* _SUPPLIED MATERIAL_

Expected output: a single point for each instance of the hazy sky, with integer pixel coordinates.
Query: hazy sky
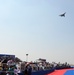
(35, 27)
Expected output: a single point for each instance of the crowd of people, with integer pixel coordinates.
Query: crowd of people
(13, 66)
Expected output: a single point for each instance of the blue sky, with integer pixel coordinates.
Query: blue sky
(35, 27)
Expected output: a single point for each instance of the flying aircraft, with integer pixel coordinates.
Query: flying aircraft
(63, 15)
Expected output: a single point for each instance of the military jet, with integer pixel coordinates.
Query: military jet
(63, 15)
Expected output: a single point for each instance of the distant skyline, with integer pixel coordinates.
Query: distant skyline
(34, 27)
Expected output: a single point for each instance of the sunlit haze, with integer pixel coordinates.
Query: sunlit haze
(34, 27)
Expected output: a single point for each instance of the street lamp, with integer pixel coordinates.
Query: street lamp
(26, 57)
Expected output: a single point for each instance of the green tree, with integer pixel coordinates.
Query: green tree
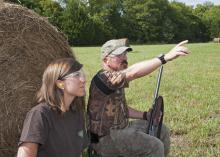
(212, 20)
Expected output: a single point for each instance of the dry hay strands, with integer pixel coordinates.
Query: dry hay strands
(28, 43)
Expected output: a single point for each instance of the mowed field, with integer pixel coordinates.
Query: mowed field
(191, 89)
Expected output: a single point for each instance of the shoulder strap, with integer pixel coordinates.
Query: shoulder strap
(102, 86)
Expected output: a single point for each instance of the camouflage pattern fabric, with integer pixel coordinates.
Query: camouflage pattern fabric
(108, 111)
(133, 141)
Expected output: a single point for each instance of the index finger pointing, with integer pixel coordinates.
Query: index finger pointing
(182, 43)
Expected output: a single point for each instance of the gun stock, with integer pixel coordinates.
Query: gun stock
(156, 115)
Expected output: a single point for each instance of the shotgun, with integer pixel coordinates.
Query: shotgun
(157, 112)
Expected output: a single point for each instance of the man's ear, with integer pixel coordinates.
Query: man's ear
(60, 84)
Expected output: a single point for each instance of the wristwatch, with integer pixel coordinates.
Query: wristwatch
(161, 58)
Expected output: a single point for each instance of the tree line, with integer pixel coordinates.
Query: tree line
(92, 22)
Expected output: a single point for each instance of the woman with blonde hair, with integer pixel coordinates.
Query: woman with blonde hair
(55, 127)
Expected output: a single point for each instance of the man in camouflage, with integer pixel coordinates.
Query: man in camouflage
(112, 135)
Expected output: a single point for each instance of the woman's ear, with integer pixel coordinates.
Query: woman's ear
(106, 60)
(60, 84)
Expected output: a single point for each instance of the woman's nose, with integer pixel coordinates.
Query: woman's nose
(83, 78)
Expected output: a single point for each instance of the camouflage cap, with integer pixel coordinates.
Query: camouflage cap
(115, 47)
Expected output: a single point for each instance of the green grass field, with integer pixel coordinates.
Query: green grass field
(191, 90)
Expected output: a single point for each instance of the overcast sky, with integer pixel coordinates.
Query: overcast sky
(195, 2)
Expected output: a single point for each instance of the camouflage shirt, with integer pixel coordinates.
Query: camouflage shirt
(108, 111)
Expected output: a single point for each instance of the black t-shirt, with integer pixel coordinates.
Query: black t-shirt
(57, 135)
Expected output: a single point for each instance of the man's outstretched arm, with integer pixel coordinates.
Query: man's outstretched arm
(146, 67)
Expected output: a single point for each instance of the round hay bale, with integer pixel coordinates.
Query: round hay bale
(28, 43)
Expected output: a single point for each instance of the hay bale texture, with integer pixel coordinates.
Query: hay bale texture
(28, 43)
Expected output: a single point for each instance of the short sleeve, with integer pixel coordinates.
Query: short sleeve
(114, 80)
(35, 128)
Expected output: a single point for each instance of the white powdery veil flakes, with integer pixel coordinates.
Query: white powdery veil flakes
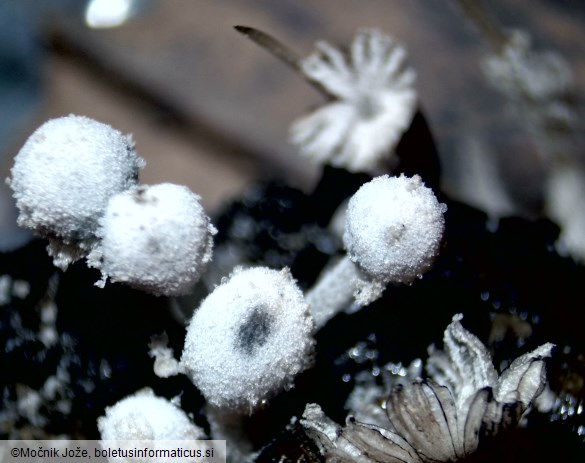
(143, 415)
(249, 338)
(155, 238)
(374, 101)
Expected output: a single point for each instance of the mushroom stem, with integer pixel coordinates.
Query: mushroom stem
(228, 425)
(334, 291)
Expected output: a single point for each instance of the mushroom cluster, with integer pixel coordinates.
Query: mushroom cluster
(75, 182)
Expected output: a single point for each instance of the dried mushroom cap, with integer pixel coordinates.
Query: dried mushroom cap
(144, 415)
(394, 226)
(65, 174)
(249, 338)
(155, 238)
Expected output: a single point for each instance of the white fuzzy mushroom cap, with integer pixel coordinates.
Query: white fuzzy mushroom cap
(65, 174)
(249, 338)
(394, 227)
(155, 238)
(144, 415)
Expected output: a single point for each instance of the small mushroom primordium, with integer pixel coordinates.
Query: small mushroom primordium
(156, 238)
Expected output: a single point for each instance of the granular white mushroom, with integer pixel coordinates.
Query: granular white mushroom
(393, 229)
(64, 176)
(249, 339)
(144, 415)
(155, 238)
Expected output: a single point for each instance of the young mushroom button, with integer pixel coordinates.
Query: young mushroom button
(393, 230)
(155, 238)
(63, 178)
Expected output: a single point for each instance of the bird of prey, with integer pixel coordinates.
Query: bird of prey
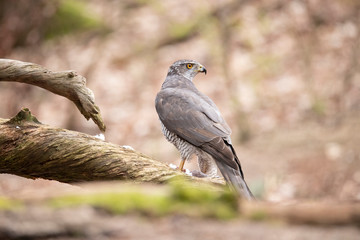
(192, 122)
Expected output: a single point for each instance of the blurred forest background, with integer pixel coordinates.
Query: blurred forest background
(285, 75)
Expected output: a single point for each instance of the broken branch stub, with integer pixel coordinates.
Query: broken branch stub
(65, 83)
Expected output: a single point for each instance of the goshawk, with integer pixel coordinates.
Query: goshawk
(192, 122)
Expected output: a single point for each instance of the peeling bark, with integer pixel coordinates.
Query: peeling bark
(67, 84)
(33, 150)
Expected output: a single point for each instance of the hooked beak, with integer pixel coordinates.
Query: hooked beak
(202, 69)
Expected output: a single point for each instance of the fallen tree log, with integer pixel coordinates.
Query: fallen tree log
(31, 149)
(66, 83)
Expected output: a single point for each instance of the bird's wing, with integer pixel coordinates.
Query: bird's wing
(191, 117)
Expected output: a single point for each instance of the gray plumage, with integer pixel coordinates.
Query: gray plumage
(192, 122)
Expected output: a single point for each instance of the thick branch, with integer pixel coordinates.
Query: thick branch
(67, 83)
(33, 150)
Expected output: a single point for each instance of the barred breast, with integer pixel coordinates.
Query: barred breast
(186, 149)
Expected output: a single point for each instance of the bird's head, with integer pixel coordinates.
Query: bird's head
(186, 68)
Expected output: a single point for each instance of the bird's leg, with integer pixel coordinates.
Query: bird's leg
(181, 166)
(207, 165)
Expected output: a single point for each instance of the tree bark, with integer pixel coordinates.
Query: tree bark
(33, 150)
(67, 84)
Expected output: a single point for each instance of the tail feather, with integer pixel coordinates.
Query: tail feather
(235, 180)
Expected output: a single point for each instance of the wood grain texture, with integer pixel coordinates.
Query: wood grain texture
(65, 83)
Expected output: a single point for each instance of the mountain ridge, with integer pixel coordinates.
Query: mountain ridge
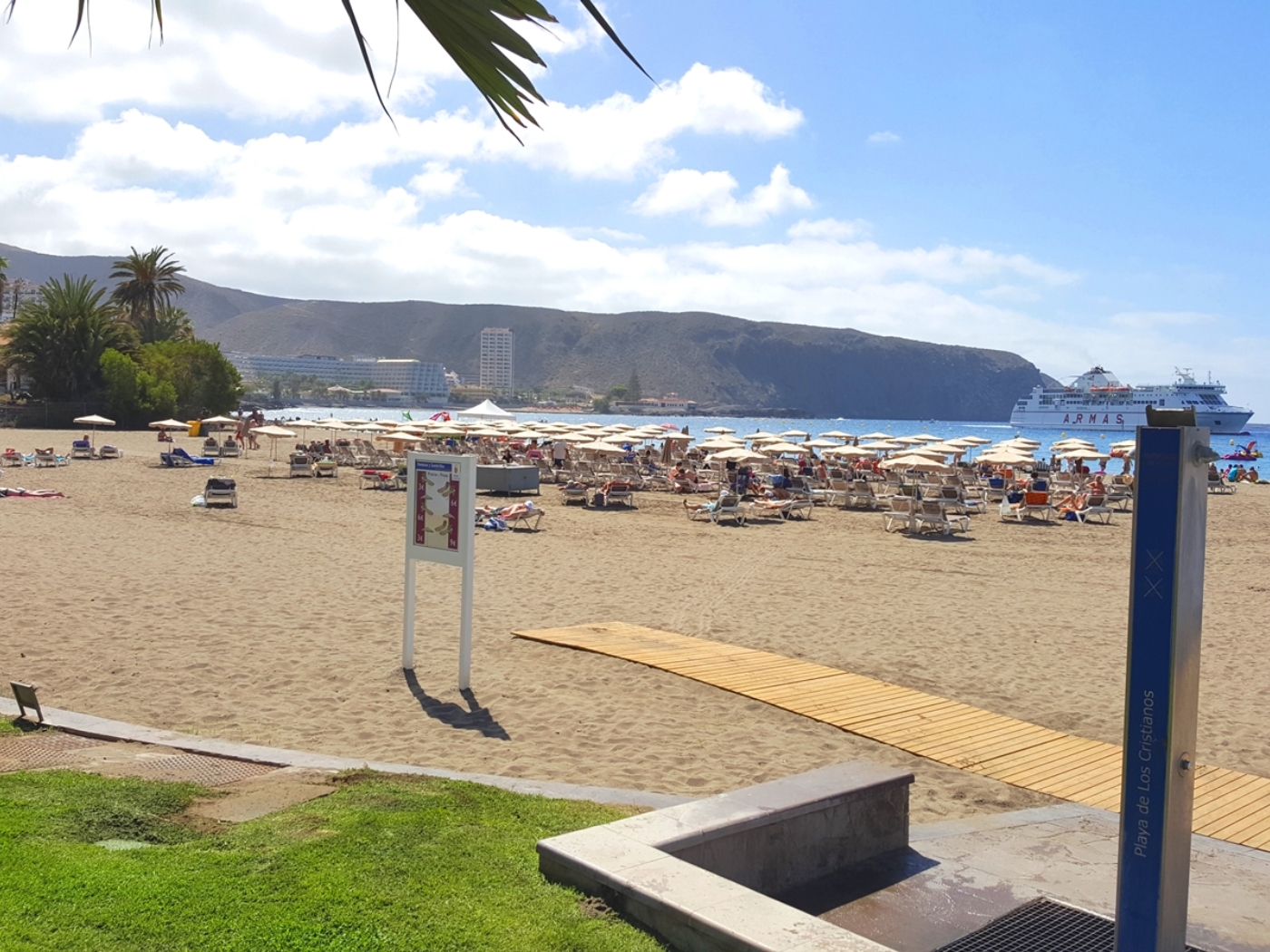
(713, 358)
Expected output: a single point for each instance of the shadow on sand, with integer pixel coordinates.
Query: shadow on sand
(474, 717)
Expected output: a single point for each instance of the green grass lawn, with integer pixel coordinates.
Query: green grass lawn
(383, 863)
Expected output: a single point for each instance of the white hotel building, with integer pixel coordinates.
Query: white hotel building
(423, 381)
(497, 371)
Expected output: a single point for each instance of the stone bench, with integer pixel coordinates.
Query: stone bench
(701, 875)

* _REQUIREMENT_
All of the records above should be returned exactly, though the pictures should not.

* _THE ANSWER_
Expected output: a single point for each instance of the hazy sky, with integer pixel coordinates.
Query: hazy sky
(35, 27)
Expected output: a single point for each instance of the crowd of people, with integer pixel coordinates.
Query: crowd of people
(13, 66)
Expected output: a single point for each instance of the blue sky, with integer pixel coordinates.
Query: blue sky
(35, 27)
Expected output: a single point for each instance of the flying aircraft, with integer pixel coordinates.
Query: flying aircraft
(63, 15)
Expected output: a single point for each instance of the military jet, with integer pixel coordinates.
Query: military jet
(63, 15)
Expected output: a single point for each instance of the distant skyline, with integer pixel coordinates.
Query: distant skyline
(34, 27)
Expected output: a single point for each instance of the sunlit haze, with integer pixel coordinates.
Query: sunlit haze
(34, 27)
Expected output: a single point for each instance of the street lamp, with integer pixel coordinates.
Query: street lamp
(26, 57)
Expected output: a single point for each instance of the green tree, with integer pixel coordinates.
Query: green tree
(212, 20)
Expected output: a single point for each instance of the dry hay strands, with integer pixel coordinates.
Query: dry hay strands
(28, 43)
Expected output: a single point for each instance of the mowed field, with integer pixel coordinates.
Query: mowed field
(191, 89)
Expected output: a single point for each instance of the shoulder strap, with integer pixel coordinates.
Query: shoulder strap
(102, 86)
Expected output: a single point for each instance of the camouflage pattern fabric, with integer pixel coordinates.
Query: camouflage pattern fabric
(108, 111)
(133, 141)
Expected output: a single point for each instance of the index finger pointing, with integer pixel coordinates.
Query: index finger pointing
(182, 43)
Expected output: a single point for each instance of the gun stock, with integer pixel coordinates.
Query: gun stock
(156, 115)
Expected output: a single point for each instance of the shotgun, with integer pixel coordinates.
Query: shotgun
(157, 112)
Expected output: a single point for each instance of the man's ear, with integer pixel coordinates.
Query: man's ear
(60, 84)
Expected output: a single point for each instance of the wristwatch, with integer pixel coordinates.
Query: wristwatch
(161, 58)
Expected output: a single point for each instance of the tree line, with integer pixel coordinates.
Query: tree line
(92, 22)
Expected output: a single point for each instance of the woman with blonde hair, with integer pixel coordinates.
Query: woman with blonde hair
(55, 127)
Expected output: a single point for each instance of the man in camouflage, with integer pixel coordinates.
Query: man in camouflage
(112, 135)
Expected output: a single point for each instance of the woman's ear, with integer pixel coordinates.
Query: woman's ear
(106, 60)
(60, 84)
Expected output: a single point for each instance of the woman's nose, with integer pixel coordinates.
Query: woman's nose
(83, 78)
Expected output: a single point for each instance of the camouflage cap, with integer pixel coordinates.
Query: camouflage cap
(115, 47)
Expected output: a single point for each instance of the green grass field, with integer pixel coordinates.
Query: green grass field
(191, 90)
Expected output: a single point for each instance of the overcast sky, with integer pixel coordinates.
Query: overcast sky
(195, 2)
Expected output: a single point for each instance of the camouflage shirt, with integer pixel coordinates.
Query: camouflage shirt
(108, 111)
Expected output: a single point for each instance of the black t-shirt, with integer pixel coordinates.
Query: black t-shirt
(57, 135)
Expected output: a single point for each instance of the man's outstretched arm, with integer pixel coordinates.
Query: man's outstretched arm
(146, 67)
Expected output: a single point for each instance of the round hay bale, with integer pixel coordinates.
Query: round hay bale
(28, 43)
Expected output: a single point for each instance of the hay bale texture, with integer pixel coordinates.
Query: hay bale texture
(28, 43)
Expected output: a single point for each instance of the short sleeve, with integer pixel coordinates.
Query: short sleeve
(114, 80)
(35, 128)
Expected output: a single point for each instance of the white powdery veil flakes, with integer pixel coordinates.
Query: white powdery veil flakes
(143, 415)
(249, 338)
(155, 238)
(374, 101)
Expected output: a single point for each instance of the mushroom stem, with integer pixel coordinates.
Query: mushroom stem
(228, 425)
(334, 291)
Expected output: a single point for each instance of the mushroom cluster, with integer pixel coordinates.
Query: mushroom cluster
(75, 182)
Expected output: a single point for each instance of the dried mushroom cap, with integer pixel coordinates.
Query: dried mushroom cap
(144, 415)
(394, 226)
(65, 174)
(249, 338)
(155, 238)
Expected output: a single point for each instance of the white fuzzy mushroom cap, with integer pixel coordinates.
Query: white fuzzy mushroom cap
(65, 174)
(249, 338)
(394, 227)
(155, 238)
(144, 415)
Expected output: a single point for each instance of the small mushroom primordium, with integer pixel coordinates.
Query: small mushroom primordium
(156, 238)
Expected output: a single point for each instance of the granular white mushroom, with integer pixel coordinates.
Query: granular white mushroom
(393, 229)
(64, 176)
(249, 339)
(144, 415)
(155, 238)
Expected output: a single point for each instance of the young mushroom button, with integer pixel coordinates.
Query: young mushroom button
(393, 230)
(155, 238)
(63, 178)
Expected output: a single point for each instance of the bird of prey, with integer pixel coordinates.
Query: bird of prey
(192, 122)
Expected output: a single point for each instance of the blurred forest background, with integer pixel coordinates.
Query: blurred forest background
(285, 75)
Expected output: a single point for each instance of the broken branch stub, with integer pixel coordinates.
Query: broken branch stub
(65, 83)
Expected output: a single point for each instance of the goshawk, with integer pixel coordinates.
Query: goshawk
(192, 122)
Expected output: a single point for each instance of the peeling bark, with integer pixel coordinates.
Query: peeling bark
(67, 84)
(33, 150)
Expected output: a single point for each instance of the hooked beak, with integer pixel coordinates.
Query: hooked beak
(202, 69)
Expected output: a single point for each instance of the fallen tree log, with integer pixel coordinates.
Query: fallen tree log
(31, 149)
(66, 83)
Expected output: a single point for each instance of the bird's wing, with integer pixel coordinates.
Query: bird's wing
(191, 117)
Expected output: a single point for each instance of the gray plumage, with integer pixel coordinates.
Query: gray plumage
(192, 122)
Expected output: a single point for each instance of the thick branch, with integer pixel coordinates.
Query: thick branch
(67, 83)
(33, 150)
Expected output: a single point for each instance of the barred breast, with integer pixel coordinates.
Query: barred breast
(186, 149)
Expected output: a single point for each instance of the bird's head, with integer pixel coordinates.
Query: bird's head
(186, 68)
Expected output: a single point for each instance of the bird's leg, with integer pixel coordinates.
Query: bird's leg
(181, 166)
(207, 165)
Expected output: a single point for each instance of the tree bark, with integer pixel coordinates.
Query: tree bark
(33, 150)
(67, 84)
Expected output: a single point for each instance of the tail feather, with integer pixel coordinates.
Query: tail feather
(235, 180)
Expected output: a single point for each instance of the wood grain texture, with integer pixel coordinates.
Query: wood grain texture
(65, 83)
Expected output: a single point for each instance of the mountain ridge, with integer pixel coordinates.
Query: mountain ridge
(713, 358)
Expected output: a single point for each instance of the shadow on sand, with integer pixel coordinates.
Query: shadow on sand
(474, 717)
Expected output: a single point for each instance of the green grass lawn, with integer pixel coordinates.
Query: green grass lawn
(383, 863)
Expected output: a single point for each instance of the white hotel building, with integer pixel coordinates.
Query: white hotel building
(423, 381)
(497, 371)
Expected output: a single point for each instance of the stone bench, with integer pixel coordinates.
Query: stone bench
(701, 875)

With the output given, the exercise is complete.